__What is expected__
Reproduce, without any change, the lines of the records that start with the line containing "Where can you see the black shoe" and go on through the line containing "column 94, row 156", including both of those lines.
━━ Given records ━━
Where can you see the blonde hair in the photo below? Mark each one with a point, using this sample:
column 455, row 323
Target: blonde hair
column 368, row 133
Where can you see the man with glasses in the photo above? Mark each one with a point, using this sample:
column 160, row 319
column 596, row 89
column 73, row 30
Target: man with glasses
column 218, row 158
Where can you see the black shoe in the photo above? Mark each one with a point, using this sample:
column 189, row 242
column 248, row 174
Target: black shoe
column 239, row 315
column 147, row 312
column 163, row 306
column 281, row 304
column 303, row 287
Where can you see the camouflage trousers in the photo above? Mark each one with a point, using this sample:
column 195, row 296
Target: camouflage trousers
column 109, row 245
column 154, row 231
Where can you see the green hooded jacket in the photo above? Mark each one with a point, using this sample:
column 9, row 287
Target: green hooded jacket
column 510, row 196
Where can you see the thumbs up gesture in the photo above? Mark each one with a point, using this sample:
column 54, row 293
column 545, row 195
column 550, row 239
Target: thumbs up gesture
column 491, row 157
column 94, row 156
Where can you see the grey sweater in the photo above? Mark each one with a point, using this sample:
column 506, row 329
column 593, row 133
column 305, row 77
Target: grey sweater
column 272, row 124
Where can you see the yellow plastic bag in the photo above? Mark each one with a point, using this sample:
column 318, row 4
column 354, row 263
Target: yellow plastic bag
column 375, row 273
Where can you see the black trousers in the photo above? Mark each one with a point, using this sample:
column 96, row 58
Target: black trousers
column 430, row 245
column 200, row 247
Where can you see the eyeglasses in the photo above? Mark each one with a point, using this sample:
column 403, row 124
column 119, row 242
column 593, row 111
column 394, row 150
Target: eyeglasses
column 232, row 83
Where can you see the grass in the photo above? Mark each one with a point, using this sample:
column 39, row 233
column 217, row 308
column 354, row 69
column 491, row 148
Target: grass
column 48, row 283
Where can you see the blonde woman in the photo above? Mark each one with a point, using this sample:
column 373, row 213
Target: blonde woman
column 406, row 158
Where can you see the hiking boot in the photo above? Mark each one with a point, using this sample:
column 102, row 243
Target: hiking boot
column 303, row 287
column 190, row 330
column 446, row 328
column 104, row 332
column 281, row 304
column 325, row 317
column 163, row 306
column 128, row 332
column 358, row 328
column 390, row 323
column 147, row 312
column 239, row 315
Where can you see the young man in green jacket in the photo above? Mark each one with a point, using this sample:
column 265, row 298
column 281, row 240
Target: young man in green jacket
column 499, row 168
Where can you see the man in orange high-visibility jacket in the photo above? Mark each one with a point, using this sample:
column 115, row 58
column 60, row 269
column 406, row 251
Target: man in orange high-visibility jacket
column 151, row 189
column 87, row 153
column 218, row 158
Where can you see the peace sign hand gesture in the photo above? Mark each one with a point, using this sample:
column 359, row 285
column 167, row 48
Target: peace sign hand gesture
━━━
__The solution__
Where can you see the black shoe in the photo above? Mark each one with a point, using this sample:
column 189, row 242
column 248, row 174
Target: black shoe
column 239, row 315
column 147, row 312
column 163, row 306
column 281, row 304
column 303, row 287
Where can you see the camouflage trousers in the photo above? Mark each one with a point, using this sample:
column 195, row 296
Target: camouflage trousers
column 109, row 245
column 154, row 231
Where can you see the green hooded jacket in the photo above? Mark each one with a point, using this sample:
column 9, row 287
Target: green hooded jacket
column 510, row 196
Where can you see the thumbs up gesture in the photo above? Mark each one with a point, using this sample:
column 54, row 293
column 545, row 195
column 550, row 239
Target: thumbs up gesture
column 491, row 157
column 94, row 156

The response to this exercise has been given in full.